**Document text**
-- Opening Marker --

Let’s say you’re a doctor and you have an idea, opinion, or a new way of doing things. What do you do with it?
It used to be that the only place we could share ideas was in a medical journal or from the podium of a national meeting. Both require that your idea pass through someone’s filter. As physicians we’ve been raised to seek approval before approaching the microphone.
This is unfortunate. When I think about the doctors around me, I think about the remarkable mindshare that exists. Each is unique in the way they think. Each sees disease and the human condition differently. But for many their brilliance and wisdom is stored away deep inside. They are human silos of unique experience and perspective. They are of a generation when someone else decided if their ideas were worthy of discussion. They are of a generation when it was understood that few ideas are worthy of discussion. They are the medical generation of information isolation.

-- Closing Marker --

**Explore the material**
**A.** Translate this sentence from the passage on doctors sharing ideas into Spanish: "Each sees disease and the human condition differently."
**B.** Write out everything in the passage on doctors sharing ideas from "Let’s say you’re" down to "approaching the microphone.", with no changes.
The items have no connection to the passage on doctors sharing ideas.

**Data section**

-- Opening Marker --

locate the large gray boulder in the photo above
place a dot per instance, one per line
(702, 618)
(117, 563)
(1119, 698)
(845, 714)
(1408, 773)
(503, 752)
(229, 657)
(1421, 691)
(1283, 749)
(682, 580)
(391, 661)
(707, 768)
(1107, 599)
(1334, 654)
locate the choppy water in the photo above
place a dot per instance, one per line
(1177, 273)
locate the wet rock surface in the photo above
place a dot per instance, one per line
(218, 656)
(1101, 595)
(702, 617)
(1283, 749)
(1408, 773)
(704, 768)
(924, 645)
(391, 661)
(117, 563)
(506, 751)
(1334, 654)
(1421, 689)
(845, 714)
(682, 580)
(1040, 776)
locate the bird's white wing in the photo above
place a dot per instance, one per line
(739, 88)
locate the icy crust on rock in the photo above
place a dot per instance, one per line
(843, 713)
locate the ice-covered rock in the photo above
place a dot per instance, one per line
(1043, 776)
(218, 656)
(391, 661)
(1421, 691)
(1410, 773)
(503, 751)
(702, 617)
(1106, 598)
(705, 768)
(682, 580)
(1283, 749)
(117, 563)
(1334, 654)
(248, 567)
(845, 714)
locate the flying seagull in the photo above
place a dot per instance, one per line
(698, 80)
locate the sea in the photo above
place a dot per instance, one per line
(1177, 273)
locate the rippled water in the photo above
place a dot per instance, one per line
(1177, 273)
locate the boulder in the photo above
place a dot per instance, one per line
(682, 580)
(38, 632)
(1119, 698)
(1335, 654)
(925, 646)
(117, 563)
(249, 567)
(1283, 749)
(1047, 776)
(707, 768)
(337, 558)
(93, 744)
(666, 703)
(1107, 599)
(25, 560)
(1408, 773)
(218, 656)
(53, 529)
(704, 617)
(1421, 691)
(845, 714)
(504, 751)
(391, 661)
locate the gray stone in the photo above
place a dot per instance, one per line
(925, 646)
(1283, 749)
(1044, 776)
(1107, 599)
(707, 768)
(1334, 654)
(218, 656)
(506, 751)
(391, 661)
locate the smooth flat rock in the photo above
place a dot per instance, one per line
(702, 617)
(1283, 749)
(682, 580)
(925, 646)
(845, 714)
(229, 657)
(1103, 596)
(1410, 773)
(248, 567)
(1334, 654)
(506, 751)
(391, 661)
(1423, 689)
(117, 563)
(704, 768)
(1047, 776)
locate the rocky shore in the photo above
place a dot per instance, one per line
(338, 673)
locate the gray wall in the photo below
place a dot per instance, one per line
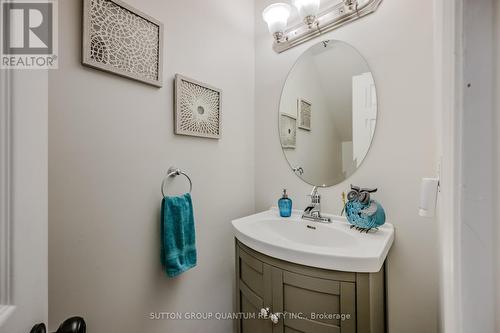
(397, 42)
(111, 141)
(496, 112)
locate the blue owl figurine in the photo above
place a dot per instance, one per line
(361, 211)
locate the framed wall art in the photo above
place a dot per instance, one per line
(304, 109)
(288, 131)
(122, 40)
(197, 108)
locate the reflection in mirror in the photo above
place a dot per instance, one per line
(328, 113)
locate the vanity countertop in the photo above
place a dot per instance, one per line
(332, 246)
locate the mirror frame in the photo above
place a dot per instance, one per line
(279, 113)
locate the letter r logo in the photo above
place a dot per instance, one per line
(27, 28)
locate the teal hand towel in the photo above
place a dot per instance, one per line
(178, 246)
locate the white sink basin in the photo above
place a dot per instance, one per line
(330, 246)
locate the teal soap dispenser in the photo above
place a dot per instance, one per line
(285, 205)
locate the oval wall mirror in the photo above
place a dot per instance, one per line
(328, 113)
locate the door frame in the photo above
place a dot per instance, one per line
(449, 78)
(6, 302)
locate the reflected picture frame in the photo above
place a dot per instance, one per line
(288, 131)
(304, 110)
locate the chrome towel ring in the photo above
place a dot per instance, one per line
(173, 172)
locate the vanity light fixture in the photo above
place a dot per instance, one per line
(308, 11)
(276, 17)
(313, 22)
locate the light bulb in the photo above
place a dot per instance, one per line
(276, 17)
(308, 9)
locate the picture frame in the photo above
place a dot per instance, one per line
(106, 48)
(198, 108)
(304, 110)
(288, 131)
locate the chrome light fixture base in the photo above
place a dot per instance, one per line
(279, 37)
(326, 21)
(310, 20)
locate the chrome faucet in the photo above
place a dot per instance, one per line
(313, 210)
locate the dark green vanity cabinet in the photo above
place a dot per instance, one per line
(306, 299)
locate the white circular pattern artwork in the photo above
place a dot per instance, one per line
(197, 111)
(120, 39)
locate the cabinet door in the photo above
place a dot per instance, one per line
(253, 293)
(314, 305)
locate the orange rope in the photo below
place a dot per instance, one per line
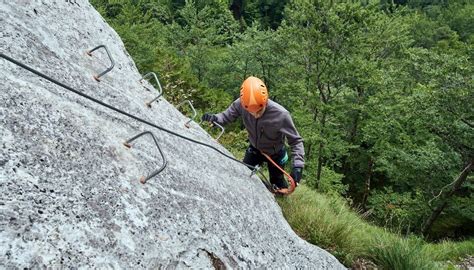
(283, 191)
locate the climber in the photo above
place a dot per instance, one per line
(267, 124)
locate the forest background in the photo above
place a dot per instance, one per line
(380, 90)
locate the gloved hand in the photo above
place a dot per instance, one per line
(209, 117)
(296, 174)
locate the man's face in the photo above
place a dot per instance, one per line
(258, 114)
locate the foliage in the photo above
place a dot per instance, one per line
(328, 222)
(381, 91)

-- Closing Marker --

**Solutions to the exercise**
**A.** Cada uno ve la enfermedad y la condición humana de manera distinta.

**B.**
Let’s say you’re a doctor and you have an idea, opinion, or a new way of doing things. What do you do with it?
It used to be that the only place we could share ideas was in a medical journal or from the podium of a national meeting. Both require that your idea pass through someone’s filter. As physicians we’ve been raised to seek approval before approaching the microphone.